MIRACULOSA SANTA MARIA DE
LA CABEZA
A meio da Ponte de
Toledo, sobre o Rio Manzanares, está num nicho a escultura da miraculosa Santa
Maria de la Cabeza, viúva de Santo Isidro, patrono de Madrid.
A presença aí dessa santa
moçárabe converte simbolicamente a ponte numa passagem entre os Mundo Humano e
Espiritual, o que remete ao termo latinopontifex, “construtor de ponte”,
donde pontífice como intermediário entre dois Mundos, pelo que
deverá sempre estar postado no meio. Esta ponte construída entre 1718 e 1732
pelo arquitecto Pedro de Ribeira, deve a inspiração a antigo episódio lendário
acontecido com a própria Santa Maria e Santo Isidro, o Lavrador:
Em Torrelaguna, onde
conheceu Santo Isidro que estava fugindo da conquista almorávida, Maria sonhava
todas as noites com a Virgem Divina que conseguia cruzar o Rio Jarama
estendendo o seu puríssimo manto sobre as águas. Em memória do ocorrido,
construiu-se depois esta Ponte de Toledo madrilena.
Não fica por aí a relação
miraculosa de Maria Santa Maria de la Cabeza com as águas, expressivas tanto da
Mulher como da Mãe como fonte de vida e reservatório de Saber ocultado,
astrolaticamente assinalada no astro nocturno, a Lua, e fisiologicamente no
ventre feminino. Maria e Isidro tiveram um só filho, e um dos milagres mais
conhecidos deste santo, realizado por pedido da santa, aconteceu quando o
menino caiu num poço muito fundo. Santa Maria rogou ao marido que o salvasse e
nesse instante a água do poço subiu milagrosamente até à borda, trazendo o
menino intacto sobre as suas águas. Este poço encontra-se na que foi a casa de
Iván Vargas, amo de Isidro, actual Museu das Origens, chamado até
2007 Museu de Santo Isidro, um edifício reconstruído modernamente.

- INSTRUÇÃO
Transcreva novamente, sem alterações, o trecho do texto sobre Santa Maria de la Cabeza que vai de "A presença aí" até "de Toledo madrilena.". As linhas que vêm a seguir não têm nenhum papel no que aqui se pede.

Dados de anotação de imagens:
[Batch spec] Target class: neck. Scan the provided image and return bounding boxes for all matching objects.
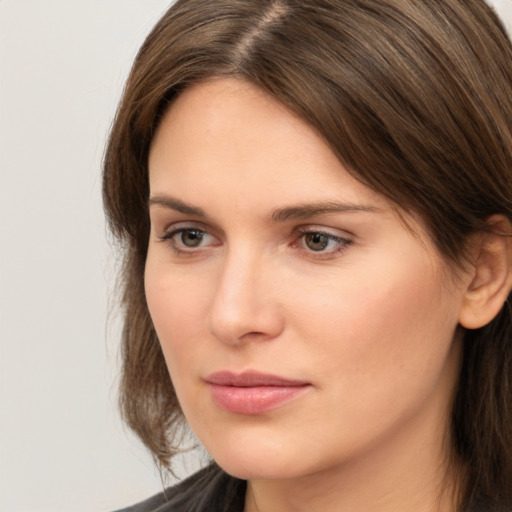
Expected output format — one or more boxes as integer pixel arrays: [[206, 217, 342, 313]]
[[245, 424, 457, 512]]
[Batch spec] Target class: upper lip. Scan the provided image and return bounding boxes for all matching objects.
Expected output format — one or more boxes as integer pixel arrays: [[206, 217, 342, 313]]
[[205, 370, 309, 388]]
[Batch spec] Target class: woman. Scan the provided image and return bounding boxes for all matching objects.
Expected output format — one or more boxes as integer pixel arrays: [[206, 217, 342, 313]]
[[104, 0, 512, 512]]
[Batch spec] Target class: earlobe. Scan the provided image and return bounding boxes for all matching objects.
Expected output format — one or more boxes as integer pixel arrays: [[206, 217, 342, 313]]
[[459, 215, 512, 329]]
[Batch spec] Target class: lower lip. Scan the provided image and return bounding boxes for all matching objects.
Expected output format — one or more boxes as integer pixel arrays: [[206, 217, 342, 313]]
[[209, 384, 310, 414]]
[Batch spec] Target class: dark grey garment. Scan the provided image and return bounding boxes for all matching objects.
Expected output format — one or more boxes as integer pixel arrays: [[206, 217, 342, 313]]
[[117, 464, 247, 512]]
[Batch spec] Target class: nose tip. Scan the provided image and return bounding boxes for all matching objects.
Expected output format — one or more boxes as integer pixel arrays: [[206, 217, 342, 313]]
[[207, 262, 284, 345]]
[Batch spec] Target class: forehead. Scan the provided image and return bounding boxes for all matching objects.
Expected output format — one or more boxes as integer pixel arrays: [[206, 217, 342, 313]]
[[149, 79, 389, 210]]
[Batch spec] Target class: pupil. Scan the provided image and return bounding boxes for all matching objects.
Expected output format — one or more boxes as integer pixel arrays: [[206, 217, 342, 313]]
[[306, 233, 329, 251], [181, 230, 203, 247]]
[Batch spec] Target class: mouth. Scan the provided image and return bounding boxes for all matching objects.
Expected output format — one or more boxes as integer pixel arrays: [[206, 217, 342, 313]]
[[205, 371, 311, 415]]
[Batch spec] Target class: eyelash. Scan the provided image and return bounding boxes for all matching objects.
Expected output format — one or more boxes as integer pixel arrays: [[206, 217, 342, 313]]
[[158, 226, 353, 259]]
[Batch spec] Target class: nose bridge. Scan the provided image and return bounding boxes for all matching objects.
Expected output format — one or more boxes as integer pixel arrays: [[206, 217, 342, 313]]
[[208, 244, 282, 344]]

- RESPOSTA COMPLETA
A presença aí dessa santa
moçárabe converte simbolicamente a ponte numa passagem entre os Mundo Humano e
Espiritual, o que remete ao termo latinopontifex, “construtor de ponte”,
donde pontífice como intermediário entre dois Mundos, pelo que
deverá sempre estar postado no meio. Esta ponte construída entre 1718 e 1732
pelo arquitecto Pedro de Ribeira, deve a inspiração a antigo episódio lendário
acontecido com a própria Santa Maria e Santo Isidro, o Lavrador:
Em Torrelaguna, onde
conheceu Santo Isidro que estava fugindo da conquista almorávida, Maria sonhava
todas as noites com a Virgem Divina que conseguia cruzar o Rio Jarama
estendendo o seu puríssimo manto sobre as águas. Em memória do ocorrido,
construiu-se depois esta Ponte de Toledo madrilena.